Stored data
┄┄┄┄┄┄

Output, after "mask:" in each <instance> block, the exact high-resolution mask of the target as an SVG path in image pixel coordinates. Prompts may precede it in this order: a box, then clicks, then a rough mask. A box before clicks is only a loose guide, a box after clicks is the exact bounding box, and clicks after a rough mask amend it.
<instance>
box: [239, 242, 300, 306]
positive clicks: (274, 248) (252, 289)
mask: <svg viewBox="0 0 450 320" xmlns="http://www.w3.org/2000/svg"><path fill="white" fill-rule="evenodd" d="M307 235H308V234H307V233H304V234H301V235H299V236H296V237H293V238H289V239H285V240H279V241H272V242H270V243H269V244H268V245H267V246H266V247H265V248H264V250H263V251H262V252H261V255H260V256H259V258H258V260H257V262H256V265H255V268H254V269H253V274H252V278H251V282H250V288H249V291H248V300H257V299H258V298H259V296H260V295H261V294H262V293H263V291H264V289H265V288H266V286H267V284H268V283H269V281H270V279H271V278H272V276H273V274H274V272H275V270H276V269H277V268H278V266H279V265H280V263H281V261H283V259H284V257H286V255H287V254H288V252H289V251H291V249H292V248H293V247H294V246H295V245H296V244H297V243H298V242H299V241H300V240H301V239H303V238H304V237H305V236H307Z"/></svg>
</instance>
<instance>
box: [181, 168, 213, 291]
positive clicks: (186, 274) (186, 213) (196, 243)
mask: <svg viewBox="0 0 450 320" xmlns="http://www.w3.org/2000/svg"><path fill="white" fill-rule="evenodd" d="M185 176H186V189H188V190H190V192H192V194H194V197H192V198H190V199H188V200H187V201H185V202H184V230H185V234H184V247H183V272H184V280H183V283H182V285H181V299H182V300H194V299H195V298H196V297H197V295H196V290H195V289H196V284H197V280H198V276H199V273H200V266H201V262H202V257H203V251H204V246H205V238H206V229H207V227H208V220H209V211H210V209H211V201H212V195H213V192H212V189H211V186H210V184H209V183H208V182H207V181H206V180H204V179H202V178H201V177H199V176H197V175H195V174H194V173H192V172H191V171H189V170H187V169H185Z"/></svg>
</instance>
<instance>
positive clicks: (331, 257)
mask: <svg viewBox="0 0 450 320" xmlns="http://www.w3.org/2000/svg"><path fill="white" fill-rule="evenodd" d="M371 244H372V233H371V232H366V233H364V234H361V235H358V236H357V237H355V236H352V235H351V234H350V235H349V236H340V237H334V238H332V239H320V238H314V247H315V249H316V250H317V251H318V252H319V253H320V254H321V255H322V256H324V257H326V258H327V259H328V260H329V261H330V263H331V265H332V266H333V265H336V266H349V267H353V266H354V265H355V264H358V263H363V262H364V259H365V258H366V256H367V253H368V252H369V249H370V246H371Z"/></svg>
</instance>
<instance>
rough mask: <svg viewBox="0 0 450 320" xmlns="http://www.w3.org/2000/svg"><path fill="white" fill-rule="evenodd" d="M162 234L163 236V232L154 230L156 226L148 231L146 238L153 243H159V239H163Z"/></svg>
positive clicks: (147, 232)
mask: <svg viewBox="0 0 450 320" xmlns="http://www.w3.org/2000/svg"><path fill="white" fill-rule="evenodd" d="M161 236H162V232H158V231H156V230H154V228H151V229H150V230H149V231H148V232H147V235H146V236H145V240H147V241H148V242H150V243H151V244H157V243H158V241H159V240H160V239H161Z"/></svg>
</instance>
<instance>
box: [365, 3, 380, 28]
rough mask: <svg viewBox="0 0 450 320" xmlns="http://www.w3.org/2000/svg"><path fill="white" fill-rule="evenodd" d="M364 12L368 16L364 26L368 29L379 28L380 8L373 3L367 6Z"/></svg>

┄┄┄┄┄┄

• _REQUIRED ACTION_
Convert the material above into a JSON list of strings, with one string for each line. Leave out any blank lines.

• _RESPONSE TO THIS TASK_
[
  "Output, after \"mask:\" in each <instance> block, the exact high-resolution mask of the target as an SVG path in image pixel coordinates. Prompts may precede it in this order: a box, then clicks, then a rough mask. A box before clicks is only a loose guide, a box after clicks is the exact bounding box, and clicks after a rough mask amend it.",
  "<instance>",
  "box: [239, 242, 300, 306]",
  "positive clicks: (274, 248) (252, 289)",
  "mask: <svg viewBox=\"0 0 450 320\" xmlns=\"http://www.w3.org/2000/svg\"><path fill=\"white\" fill-rule=\"evenodd\" d=\"M307 235H308V234H307V233H304V234H301V235H299V236H296V237H293V238H289V239H285V240H279V241H272V242H270V243H269V244H268V245H267V246H266V247H265V248H264V250H263V251H262V252H261V255H260V256H259V258H258V260H257V262H256V265H255V268H254V269H253V274H252V278H251V282H250V288H249V291H248V300H257V299H258V298H259V296H260V295H261V294H262V293H263V291H264V289H265V288H266V286H267V284H268V283H269V281H270V279H271V278H272V276H273V274H274V272H275V270H276V269H277V268H278V266H279V265H280V263H281V261H283V259H284V257H286V255H287V254H288V252H289V251H291V249H292V248H293V247H294V246H295V245H296V244H297V243H298V242H299V241H300V240H301V239H303V238H304V237H305V236H307Z\"/></svg>",
  "</instance>",
  "<instance>",
  "box: [181, 168, 213, 291]",
  "positive clicks: (186, 274) (186, 213) (196, 243)",
  "mask: <svg viewBox=\"0 0 450 320\" xmlns=\"http://www.w3.org/2000/svg\"><path fill=\"white\" fill-rule=\"evenodd\" d=\"M185 176H186V189H188V190H190V192H192V194H194V197H192V198H190V199H188V200H187V201H185V202H184V230H185V234H184V247H183V272H184V280H183V283H182V285H181V299H182V300H194V299H195V298H196V297H197V295H196V290H195V289H196V284H197V280H198V276H199V273H200V266H201V262H202V257H203V251H204V246H205V238H206V229H207V227H208V220H209V211H210V209H211V201H212V195H213V192H212V189H211V186H210V184H209V183H208V182H207V181H206V180H204V179H202V178H201V177H199V176H197V175H195V174H194V173H192V172H191V171H189V170H187V169H185Z\"/></svg>",
  "</instance>",
  "<instance>",
  "positive clicks: (331, 257)",
  "mask: <svg viewBox=\"0 0 450 320\" xmlns=\"http://www.w3.org/2000/svg\"><path fill=\"white\" fill-rule=\"evenodd\" d=\"M371 244H372V233H371V232H366V233H364V234H361V235H358V236H357V237H355V236H352V235H351V234H350V235H349V236H340V237H334V238H332V239H320V238H314V247H315V249H316V250H317V251H318V252H319V253H320V254H321V255H322V256H324V257H326V258H327V259H328V260H329V261H330V263H331V265H332V266H333V265H336V266H349V267H353V266H354V265H355V264H358V263H363V262H364V259H365V258H366V256H367V253H368V252H369V249H370V246H371Z\"/></svg>",
  "</instance>",
  "<instance>",
  "rough mask: <svg viewBox=\"0 0 450 320\" xmlns=\"http://www.w3.org/2000/svg\"><path fill=\"white\" fill-rule=\"evenodd\" d=\"M162 234L163 236V232L154 230L156 226L148 231L146 238L153 243H159V239H163Z\"/></svg>",
  "positive clicks: (147, 232)",
  "mask: <svg viewBox=\"0 0 450 320\" xmlns=\"http://www.w3.org/2000/svg\"><path fill=\"white\" fill-rule=\"evenodd\" d=\"M161 236H162V232H158V231H156V230H154V228H151V229H150V230H149V231H148V232H147V235H146V236H145V240H147V241H148V242H150V243H151V244H157V243H158V241H159V240H160V239H161Z\"/></svg>",
  "</instance>",
  "<instance>",
  "box: [365, 3, 380, 28]",
  "rough mask: <svg viewBox=\"0 0 450 320\" xmlns=\"http://www.w3.org/2000/svg\"><path fill=\"white\" fill-rule=\"evenodd\" d=\"M364 12L368 16L364 26L368 29L379 28L380 8L373 3L367 6Z\"/></svg>"
]